** start **

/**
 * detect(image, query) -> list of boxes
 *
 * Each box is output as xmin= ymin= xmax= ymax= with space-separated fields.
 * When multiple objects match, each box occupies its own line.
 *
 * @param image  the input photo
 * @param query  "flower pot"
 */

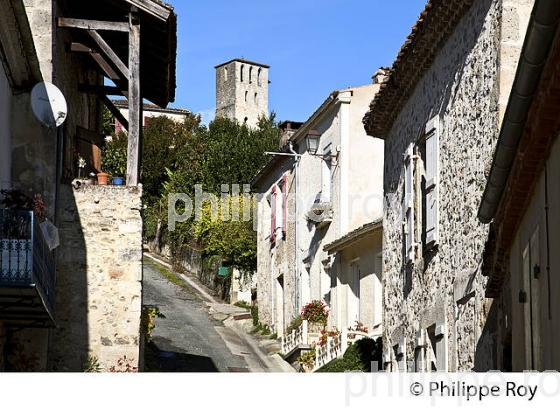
xmin=97 ymin=172 xmax=109 ymax=185
xmin=113 ymin=177 xmax=124 ymax=186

** end **

» SET PROBLEM
Swap "flower pot" for "potted plant" throughout the entries above, keeping everything else the same, and leave the pictures out of your answer.

» FINAL RESULT
/**
 * detect(image, query) -> list of boxes
 *
 * Each box is output as xmin= ymin= xmax= ymax= with space-separated fields.
 * When multiple objects match, each box occupies its own line.
 *
 * @param image  the input photo
 * @param query  "potted plant"
 */

xmin=97 ymin=172 xmax=109 ymax=185
xmin=113 ymin=177 xmax=124 ymax=186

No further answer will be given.